Records contained in a dataset:
BEGIN

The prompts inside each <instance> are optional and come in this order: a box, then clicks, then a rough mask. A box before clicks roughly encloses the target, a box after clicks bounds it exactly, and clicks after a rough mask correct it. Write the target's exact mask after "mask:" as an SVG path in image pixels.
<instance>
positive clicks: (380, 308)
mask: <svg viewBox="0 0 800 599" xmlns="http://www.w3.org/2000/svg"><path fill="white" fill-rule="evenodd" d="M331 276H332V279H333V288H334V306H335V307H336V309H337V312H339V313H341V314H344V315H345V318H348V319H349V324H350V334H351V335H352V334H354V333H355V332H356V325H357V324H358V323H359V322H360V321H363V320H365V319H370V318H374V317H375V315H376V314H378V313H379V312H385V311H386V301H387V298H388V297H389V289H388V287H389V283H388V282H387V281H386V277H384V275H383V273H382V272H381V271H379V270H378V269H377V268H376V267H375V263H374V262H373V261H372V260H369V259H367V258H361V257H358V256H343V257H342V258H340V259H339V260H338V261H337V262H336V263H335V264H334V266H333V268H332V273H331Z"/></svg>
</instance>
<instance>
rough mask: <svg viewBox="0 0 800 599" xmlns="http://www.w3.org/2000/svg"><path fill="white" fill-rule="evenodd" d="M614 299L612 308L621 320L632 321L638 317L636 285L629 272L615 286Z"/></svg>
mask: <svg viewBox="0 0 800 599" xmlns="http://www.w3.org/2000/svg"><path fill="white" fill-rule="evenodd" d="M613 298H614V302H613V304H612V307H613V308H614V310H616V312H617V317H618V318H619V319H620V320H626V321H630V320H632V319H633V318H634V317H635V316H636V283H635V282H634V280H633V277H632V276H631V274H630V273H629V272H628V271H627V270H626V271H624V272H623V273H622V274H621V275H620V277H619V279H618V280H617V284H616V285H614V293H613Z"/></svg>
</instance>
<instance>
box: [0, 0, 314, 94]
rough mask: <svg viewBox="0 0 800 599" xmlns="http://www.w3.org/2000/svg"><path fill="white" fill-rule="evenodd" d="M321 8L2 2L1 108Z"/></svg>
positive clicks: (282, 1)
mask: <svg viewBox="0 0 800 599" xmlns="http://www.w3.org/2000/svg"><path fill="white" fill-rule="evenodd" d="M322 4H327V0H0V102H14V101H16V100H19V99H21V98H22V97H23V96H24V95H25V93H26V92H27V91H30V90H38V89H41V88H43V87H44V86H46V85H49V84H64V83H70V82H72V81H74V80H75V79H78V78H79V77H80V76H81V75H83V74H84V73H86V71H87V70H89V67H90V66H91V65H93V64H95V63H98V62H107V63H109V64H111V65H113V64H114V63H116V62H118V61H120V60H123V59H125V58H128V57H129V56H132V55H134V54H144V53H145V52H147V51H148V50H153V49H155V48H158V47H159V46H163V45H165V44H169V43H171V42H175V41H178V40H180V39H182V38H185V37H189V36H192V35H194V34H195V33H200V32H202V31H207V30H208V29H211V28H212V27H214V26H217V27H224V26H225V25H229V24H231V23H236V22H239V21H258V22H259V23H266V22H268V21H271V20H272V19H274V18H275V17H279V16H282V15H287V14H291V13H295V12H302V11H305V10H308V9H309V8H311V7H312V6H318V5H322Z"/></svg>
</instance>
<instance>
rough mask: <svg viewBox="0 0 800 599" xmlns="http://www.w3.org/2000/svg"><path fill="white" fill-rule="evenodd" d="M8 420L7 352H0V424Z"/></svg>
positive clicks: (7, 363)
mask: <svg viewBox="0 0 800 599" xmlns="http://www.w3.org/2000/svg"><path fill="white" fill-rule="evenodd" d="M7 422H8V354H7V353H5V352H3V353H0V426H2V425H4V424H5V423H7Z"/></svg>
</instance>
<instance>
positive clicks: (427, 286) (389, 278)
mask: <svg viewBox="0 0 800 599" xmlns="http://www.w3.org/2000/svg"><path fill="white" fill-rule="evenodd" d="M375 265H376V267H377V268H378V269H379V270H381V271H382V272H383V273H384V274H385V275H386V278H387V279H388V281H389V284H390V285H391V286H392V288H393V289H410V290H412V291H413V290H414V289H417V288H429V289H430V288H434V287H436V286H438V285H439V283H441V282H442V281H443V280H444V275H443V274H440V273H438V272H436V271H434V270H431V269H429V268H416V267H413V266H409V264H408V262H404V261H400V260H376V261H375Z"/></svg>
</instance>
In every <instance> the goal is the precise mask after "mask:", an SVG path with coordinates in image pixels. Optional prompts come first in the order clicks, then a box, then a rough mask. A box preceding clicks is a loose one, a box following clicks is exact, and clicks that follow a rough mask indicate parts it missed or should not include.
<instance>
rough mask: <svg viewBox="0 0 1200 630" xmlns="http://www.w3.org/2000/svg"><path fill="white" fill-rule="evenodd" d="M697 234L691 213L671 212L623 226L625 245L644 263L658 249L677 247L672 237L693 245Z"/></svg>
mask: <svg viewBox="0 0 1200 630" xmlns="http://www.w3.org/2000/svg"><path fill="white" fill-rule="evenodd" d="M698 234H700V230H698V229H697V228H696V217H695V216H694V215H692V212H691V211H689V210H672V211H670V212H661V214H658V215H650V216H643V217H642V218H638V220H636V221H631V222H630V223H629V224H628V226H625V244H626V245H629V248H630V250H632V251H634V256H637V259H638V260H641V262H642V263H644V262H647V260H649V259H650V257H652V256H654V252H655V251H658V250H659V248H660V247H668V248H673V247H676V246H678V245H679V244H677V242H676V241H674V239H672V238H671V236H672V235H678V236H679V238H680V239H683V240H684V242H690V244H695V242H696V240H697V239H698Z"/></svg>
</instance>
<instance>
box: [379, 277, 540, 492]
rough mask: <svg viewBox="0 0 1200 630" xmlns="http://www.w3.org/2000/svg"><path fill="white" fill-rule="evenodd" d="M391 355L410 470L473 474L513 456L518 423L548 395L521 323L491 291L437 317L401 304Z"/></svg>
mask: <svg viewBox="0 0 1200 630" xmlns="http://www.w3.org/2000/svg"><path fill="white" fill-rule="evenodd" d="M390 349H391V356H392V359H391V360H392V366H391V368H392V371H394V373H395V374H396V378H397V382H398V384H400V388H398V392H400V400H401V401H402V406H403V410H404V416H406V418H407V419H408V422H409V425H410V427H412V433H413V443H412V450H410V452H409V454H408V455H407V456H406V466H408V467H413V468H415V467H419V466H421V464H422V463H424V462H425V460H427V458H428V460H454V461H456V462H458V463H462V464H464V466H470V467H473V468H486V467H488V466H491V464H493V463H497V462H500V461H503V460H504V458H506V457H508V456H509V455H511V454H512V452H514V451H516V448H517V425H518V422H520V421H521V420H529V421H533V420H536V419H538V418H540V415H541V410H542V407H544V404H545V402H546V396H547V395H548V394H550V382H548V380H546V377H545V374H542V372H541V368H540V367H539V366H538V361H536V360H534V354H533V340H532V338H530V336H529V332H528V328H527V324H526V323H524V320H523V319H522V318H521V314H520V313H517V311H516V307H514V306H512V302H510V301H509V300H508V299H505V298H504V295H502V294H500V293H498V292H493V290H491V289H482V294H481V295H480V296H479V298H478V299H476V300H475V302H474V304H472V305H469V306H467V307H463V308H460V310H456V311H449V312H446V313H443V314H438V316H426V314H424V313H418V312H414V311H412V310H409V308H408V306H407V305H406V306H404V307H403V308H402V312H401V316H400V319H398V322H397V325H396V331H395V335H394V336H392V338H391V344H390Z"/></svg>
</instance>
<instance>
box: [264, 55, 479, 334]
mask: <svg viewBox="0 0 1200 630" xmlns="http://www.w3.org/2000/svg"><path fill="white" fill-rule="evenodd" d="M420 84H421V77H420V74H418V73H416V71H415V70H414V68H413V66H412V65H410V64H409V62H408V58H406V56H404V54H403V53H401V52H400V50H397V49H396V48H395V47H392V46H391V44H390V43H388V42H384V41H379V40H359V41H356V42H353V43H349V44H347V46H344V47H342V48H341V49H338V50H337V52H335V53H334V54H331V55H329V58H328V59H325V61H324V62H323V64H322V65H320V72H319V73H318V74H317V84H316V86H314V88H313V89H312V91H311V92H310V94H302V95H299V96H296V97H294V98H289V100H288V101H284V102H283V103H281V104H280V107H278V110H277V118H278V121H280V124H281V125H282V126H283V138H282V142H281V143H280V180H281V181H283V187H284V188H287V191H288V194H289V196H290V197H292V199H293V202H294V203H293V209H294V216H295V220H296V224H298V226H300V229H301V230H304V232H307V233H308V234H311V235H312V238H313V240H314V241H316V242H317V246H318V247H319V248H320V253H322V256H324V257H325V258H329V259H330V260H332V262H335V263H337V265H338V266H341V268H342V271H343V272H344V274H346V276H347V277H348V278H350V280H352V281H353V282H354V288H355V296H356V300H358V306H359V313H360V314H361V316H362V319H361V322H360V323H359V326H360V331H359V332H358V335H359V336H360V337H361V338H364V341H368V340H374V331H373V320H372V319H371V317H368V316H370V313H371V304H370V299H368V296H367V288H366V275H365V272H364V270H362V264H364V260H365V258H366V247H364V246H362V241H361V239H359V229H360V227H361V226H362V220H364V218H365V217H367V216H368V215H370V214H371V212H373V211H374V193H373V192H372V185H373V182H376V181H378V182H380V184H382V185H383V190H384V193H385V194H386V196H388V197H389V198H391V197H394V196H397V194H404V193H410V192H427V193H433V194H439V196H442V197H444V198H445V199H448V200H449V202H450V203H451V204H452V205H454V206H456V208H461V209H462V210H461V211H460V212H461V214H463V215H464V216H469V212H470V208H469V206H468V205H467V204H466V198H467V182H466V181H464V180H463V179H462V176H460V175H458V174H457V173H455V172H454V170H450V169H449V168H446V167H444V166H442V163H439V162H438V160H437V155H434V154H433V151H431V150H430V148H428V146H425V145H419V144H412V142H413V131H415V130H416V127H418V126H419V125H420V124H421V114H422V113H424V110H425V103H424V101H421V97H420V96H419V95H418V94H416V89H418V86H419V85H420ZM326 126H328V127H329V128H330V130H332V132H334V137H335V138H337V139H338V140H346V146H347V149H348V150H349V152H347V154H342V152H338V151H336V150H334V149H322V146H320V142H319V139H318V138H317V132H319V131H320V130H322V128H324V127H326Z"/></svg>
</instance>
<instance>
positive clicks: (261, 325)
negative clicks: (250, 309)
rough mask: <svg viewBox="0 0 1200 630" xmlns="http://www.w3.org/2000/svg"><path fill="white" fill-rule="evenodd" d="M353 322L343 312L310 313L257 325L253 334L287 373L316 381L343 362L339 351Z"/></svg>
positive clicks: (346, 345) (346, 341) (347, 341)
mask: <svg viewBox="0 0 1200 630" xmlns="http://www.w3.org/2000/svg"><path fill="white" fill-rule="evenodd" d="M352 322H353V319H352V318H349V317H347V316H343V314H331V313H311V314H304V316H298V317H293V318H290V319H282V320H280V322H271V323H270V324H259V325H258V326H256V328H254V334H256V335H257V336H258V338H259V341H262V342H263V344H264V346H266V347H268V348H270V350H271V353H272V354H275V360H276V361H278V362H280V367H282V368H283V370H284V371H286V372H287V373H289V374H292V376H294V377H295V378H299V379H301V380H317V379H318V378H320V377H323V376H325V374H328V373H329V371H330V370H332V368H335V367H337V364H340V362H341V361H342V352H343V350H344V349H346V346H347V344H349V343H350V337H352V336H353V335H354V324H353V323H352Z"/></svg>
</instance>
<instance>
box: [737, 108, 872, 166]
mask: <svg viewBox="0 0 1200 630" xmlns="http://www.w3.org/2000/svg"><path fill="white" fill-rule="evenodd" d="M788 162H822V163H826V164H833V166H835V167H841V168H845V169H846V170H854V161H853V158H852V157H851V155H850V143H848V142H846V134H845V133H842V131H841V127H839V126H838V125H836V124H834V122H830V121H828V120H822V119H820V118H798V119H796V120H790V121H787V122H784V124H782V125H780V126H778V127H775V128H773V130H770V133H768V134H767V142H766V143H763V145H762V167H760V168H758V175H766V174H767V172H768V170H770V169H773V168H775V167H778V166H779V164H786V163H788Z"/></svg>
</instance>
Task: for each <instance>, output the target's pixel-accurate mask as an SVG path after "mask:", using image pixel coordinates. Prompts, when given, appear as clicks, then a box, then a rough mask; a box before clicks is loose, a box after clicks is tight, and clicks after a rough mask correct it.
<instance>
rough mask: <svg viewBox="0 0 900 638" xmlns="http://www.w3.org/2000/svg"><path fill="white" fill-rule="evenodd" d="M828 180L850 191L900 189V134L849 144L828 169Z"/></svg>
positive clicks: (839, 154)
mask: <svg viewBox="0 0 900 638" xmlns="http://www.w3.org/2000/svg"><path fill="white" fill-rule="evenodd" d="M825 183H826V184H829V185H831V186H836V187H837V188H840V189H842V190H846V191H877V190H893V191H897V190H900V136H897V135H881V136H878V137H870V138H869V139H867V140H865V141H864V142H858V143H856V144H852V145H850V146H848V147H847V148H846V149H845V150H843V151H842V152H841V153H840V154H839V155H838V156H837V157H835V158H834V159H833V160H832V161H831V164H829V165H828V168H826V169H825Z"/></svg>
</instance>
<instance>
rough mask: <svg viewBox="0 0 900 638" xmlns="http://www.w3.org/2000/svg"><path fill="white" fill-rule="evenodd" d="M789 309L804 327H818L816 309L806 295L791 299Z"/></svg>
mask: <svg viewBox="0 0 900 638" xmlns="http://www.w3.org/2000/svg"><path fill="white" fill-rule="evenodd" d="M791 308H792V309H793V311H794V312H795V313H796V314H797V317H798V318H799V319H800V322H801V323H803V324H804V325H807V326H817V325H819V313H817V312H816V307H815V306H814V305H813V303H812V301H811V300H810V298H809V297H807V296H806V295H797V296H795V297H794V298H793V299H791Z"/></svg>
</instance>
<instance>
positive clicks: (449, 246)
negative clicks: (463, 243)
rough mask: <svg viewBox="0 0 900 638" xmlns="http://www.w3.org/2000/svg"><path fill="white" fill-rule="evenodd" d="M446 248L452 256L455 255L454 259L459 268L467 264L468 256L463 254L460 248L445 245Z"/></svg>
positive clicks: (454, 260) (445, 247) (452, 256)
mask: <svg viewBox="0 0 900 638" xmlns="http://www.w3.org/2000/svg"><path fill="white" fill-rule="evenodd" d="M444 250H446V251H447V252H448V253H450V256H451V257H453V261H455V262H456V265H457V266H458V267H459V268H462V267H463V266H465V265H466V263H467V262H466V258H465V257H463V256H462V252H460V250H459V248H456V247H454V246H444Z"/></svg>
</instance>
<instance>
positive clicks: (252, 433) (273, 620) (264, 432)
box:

END

Throughout the data above, count the lines where the word "negative" occurs, and report that figure alone.

ANSWER FOR THE TASK: 2